Current issues related to the economy, (responsible) investment, pensions and income: every week an APG expert gives a clear answer to the question of the week. This time: Chief Economist Thijs Knaap on the faltering Chinese economy. “The decline in growth had to happen sometime.”
Economic growth of 4 percent in the fourth quarter of 2021. Many a country would sign up for it. For China, which announced the figure on Monday, it is nothing short of a setback. In fact, it is one of the lowest growth rates since 1990. Now that China’s impressive economic growth seems to have come to a temporary halt, the question looms: how will we be affected?
An event in the Chinese economy can affect other countries in three ways, Knaap says. Through the trade in goods and services, through financial channels and through the price of raw materials. Trade in goods and services, the trade channel, revolves mainly around Chinese exports, and to a (much) lesser extent imports. From the pen you write with to the phone you make calls with: chances are it comes from China. “It’s a bit of a Dutch instinct to immediately think of trade. But the interesting thing is that in the case of China this instinct is correct,” Knaap says. “Because of these three ways, the trade channel with China does have the greatest impact on the Netherlands.” This was noticeable when the Netherlands needed masks at the beginning of the Covid pandemic and China could not immediately supply them. Knaap does not expect the reduced Chinese growth rate to have an immediate major impact on trade with the Netherlands. At most, the delivery time of, for example, phones will be a bit longer.

[AVAILABLE DATA]
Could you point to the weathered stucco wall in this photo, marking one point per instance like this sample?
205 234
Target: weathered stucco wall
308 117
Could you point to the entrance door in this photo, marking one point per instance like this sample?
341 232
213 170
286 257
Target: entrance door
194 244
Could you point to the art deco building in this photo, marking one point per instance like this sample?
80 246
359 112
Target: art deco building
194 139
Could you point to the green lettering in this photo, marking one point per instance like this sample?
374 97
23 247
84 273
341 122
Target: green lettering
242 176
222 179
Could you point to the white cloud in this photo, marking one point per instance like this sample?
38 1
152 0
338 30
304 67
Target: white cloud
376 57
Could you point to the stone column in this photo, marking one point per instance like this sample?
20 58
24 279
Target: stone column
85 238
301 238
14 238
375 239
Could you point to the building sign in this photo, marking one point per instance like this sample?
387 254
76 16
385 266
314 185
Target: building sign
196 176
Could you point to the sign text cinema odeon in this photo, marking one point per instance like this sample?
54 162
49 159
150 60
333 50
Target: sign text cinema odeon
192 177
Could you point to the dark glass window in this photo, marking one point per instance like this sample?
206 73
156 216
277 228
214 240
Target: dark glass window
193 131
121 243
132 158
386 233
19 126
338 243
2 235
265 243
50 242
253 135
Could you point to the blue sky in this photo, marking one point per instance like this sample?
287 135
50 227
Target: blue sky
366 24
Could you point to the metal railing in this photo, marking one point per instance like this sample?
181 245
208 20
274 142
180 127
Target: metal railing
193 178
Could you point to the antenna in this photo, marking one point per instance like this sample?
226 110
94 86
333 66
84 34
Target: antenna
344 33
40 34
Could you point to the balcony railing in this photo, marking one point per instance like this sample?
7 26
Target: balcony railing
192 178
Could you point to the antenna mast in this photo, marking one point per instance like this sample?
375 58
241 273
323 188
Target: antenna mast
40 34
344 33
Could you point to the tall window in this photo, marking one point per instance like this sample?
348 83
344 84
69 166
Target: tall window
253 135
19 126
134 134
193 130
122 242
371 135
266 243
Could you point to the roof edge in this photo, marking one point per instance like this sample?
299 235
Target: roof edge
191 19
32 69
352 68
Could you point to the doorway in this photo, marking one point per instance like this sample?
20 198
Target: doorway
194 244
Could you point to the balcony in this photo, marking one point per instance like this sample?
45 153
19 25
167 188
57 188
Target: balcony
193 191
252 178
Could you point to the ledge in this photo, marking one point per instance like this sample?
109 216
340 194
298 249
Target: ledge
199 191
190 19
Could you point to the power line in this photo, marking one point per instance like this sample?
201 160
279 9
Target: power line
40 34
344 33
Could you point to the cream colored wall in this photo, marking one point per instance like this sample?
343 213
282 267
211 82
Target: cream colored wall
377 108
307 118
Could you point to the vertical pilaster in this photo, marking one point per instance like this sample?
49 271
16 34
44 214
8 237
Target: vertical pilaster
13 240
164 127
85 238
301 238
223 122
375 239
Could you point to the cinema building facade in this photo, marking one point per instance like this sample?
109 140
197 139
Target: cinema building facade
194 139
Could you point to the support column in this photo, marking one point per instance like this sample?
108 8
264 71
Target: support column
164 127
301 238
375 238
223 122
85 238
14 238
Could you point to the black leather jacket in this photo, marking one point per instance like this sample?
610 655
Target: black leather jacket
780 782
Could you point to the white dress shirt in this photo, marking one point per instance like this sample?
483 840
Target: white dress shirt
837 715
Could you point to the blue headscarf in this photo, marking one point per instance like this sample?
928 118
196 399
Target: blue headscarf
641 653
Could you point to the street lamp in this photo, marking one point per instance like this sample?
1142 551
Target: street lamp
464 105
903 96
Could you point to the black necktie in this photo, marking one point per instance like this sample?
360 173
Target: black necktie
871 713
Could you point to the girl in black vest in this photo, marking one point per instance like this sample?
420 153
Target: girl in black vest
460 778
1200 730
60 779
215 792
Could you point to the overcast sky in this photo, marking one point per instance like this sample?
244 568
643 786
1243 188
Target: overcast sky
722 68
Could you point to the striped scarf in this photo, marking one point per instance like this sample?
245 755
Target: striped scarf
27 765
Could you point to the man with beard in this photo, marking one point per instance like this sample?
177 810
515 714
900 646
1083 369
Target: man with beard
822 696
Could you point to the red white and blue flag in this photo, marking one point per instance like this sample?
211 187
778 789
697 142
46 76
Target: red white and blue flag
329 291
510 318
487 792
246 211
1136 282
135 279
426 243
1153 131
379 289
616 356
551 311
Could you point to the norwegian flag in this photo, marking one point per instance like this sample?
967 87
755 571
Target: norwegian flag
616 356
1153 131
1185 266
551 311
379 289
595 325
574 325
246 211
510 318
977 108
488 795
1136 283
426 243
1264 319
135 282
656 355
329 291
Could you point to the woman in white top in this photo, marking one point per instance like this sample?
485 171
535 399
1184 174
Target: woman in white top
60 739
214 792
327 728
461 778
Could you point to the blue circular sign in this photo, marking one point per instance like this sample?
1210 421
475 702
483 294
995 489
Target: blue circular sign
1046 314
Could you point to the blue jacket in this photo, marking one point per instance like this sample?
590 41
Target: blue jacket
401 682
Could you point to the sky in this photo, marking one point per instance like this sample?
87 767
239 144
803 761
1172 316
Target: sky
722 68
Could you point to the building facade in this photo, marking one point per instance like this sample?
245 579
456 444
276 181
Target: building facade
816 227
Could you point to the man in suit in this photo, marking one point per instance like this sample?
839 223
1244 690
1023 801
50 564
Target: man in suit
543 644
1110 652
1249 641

[WORK REQUIRED]
Write the next part of the text on China's slowing economy, starting after its last sentence. The lines have nothing to do with the text about China's slowing economy.

[RESULT]
Trade
It might be thought that the trade channel is also the most important in the Netherlands’ economic relations with many other countries, but Knaap says that is not the case. “The best example of this is the United States, with which the Netherlands also does a lot of trade. When the financial markets collapsed there in 2008, things went seriously wrong here too, and banks like Fortis and ABN AMRO ran into major problems. Suddenly the financial channel appeared to have the greatest influence. The recession in the Netherlands was not caused by a drop in demand for Dutch products from the United States, but by exposure to the American financial system. This applies to virtually every major economy with which the Netherlands trades, but not to China. This is because for a long time Beijing wanted as few financial ties with foreign countries as possible. As a result, foreign influence is limited and China has little exposure to the international financial system. As a result, a slowdown in Chinese growth is much less serious for an open economy like the Netherlands than if things go wrong on Wall Street.”